Document passage:
##############################

To the Scientists Now Losing their Jobs
To the Scientists Now Losing their Jobs:
Let us dispense with pleasantries—
I know you feel terrible and I’m sorry. There are people who are going to pat your shoulder and tell you this is bad luck and things will go back to normal soon. Or they’ll say you’ll find a better job, and then they’ll pass you a burnt piece of meat at the barbecue and make a joke about it being “good enough for government work” and laugh uproariously because they always thought you were a patsy for working in the public sector, hahahah. Then they’ll disappear from your life and pretend they don’t see you in the grocery store because they think failure is catching and also that you failed, which you didn’t, to be clear.
At this point in the instructional video it is customary to give my qualifications. In 2006 I was for all purposes pushed out of my PhD program, and it wrecked my life. I have written about it a few times and it’s too boring to recount but when I read another article about the striking from the ledger of another obscure government agency that employs 300 scientists who were collecting data about x ecological problem that the greater public knows nothing about but that kills babies, I am back in that hot forest below the lab where I went to drown my laptop bag in tears in 2006. I don’t want that for you, even if you were the cause of my tears (you know what you did, Karen).
The writers who even try have talked about all these cuts as being revenge by the billionaires who felt snubbed—by academia, by the establishment, whatever—which I guess is supposed to make sense and/or elicit sympathy in the rest of us, since, as it happens, the vast majority of people are losers to someone. In spite of having a longstanding fantasy about rising to the top of the NSF’s administration so I could prevent my former PhD committee members from getting funded ever again, the revenge of This Time leaves nothing but ash in my mouth. Too many people have already been hurt or killed by this stupid shit and too many irreplaceable intellectual resources are vanishing through a malign casting-off too vicious and heavy-handed to make it through the most rudimentary editorial process. It even looks like my brother, a diligent reader of rooms and worker of connections who actually finished his PhD, is probably going to lose his job.

##############################

What you will do:
A. According to the letter to scientists losing their jobs, in what year was the writer pushed out of a PhD program?
B. Continue the letter to scientists losing their jobs, starting after its final sentence.

Collected material:

##############################

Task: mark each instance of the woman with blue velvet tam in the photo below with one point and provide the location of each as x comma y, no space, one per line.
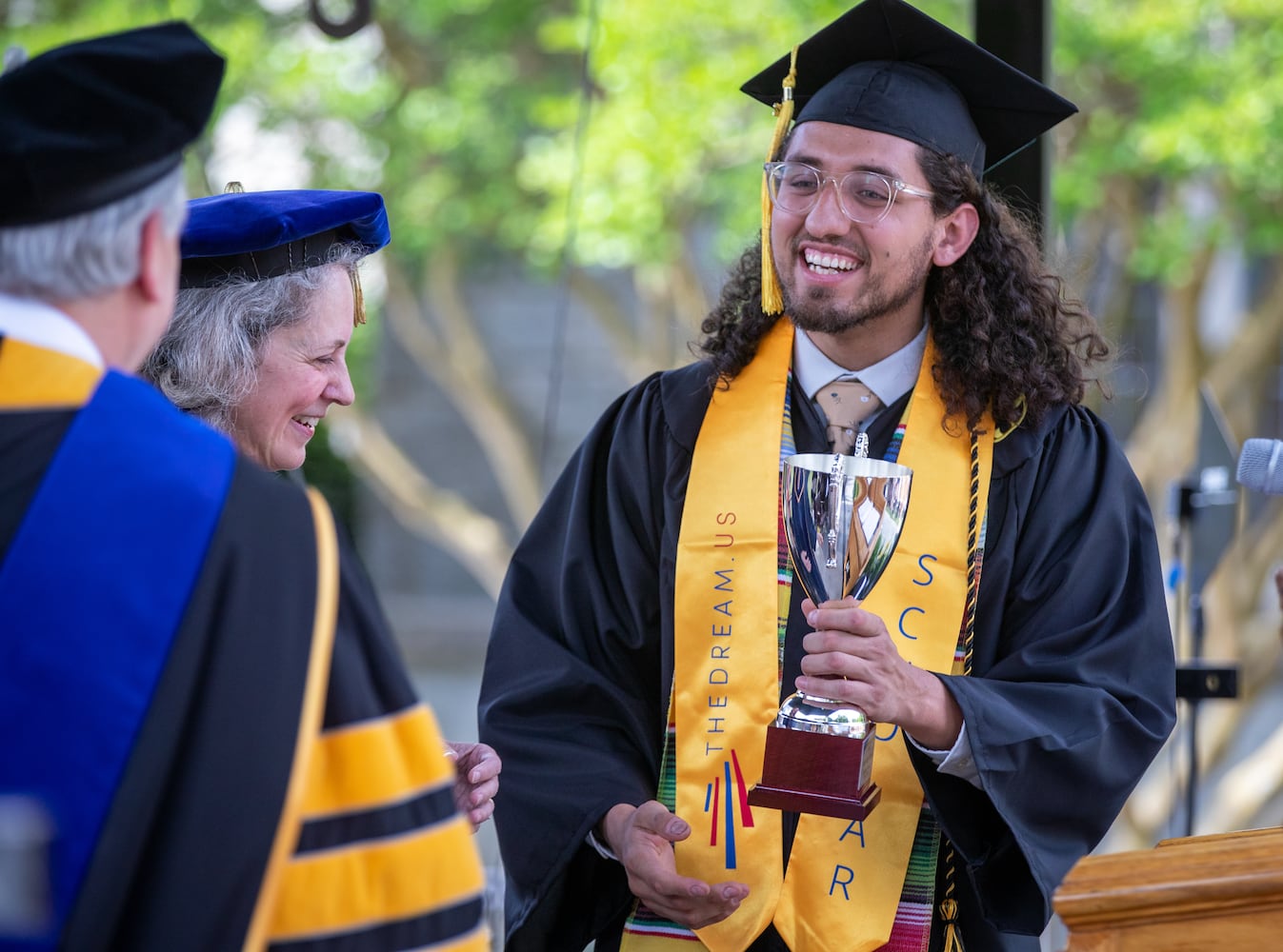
269,301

##############################

Solved problems:
A. 2006

B.
The problem, or at least the problem at somewhere around #384 on the list, is that you have to build a career to be a scientist. You need someone in the system or maybe a lot of someones to choose you and wrap you in their cloak and pull you into a hostile institution where you can bipple your data all day and all night. A science career is a fragile, fragile thing, and knocking so many people out of theirs is going to cast many of them out forever, more or less. Oh sure, the high h-index people and prestigious awardees and big cheese hotshots with large research groups will be fine, they will be scooped up by institutions in East Asia, they will displace resentful Europeans who have been waiting their turn for years. But most of the workaday scientists aren’t that, especially if they work in the federal government, because serving the public generally does not involve spoils.
For those people, I have a couple recommendations, hear me out—if you have some insurance through your settlement, or through your spouse, or even a little bit of savings—go to bereavement therapy. I know, nobody died, but you’re grieving, and you’re going to need help about it. The Open Path Collective offers inexpensive memberships that allow you to access therapy sessions for less than the usual cost. I went to therapy through them years and years after I should have, and it was so helpful, and I am not a joiner, so.
My other one is to talk to other people. This shit is happening to a lot of people. There are unions, there are coffee shops, there are smart people with a lot of time on their hands walking around in the woods, idk, there’s the internet. I am convinced that I still have something to give using my years of training and I think we should figure it out. There’s still so much to do.
Look, I hate this, I’m sorry. The worst has happened but you still have everything you came with, and it was good and helpful then. There is so much to do! And I need you to help me start.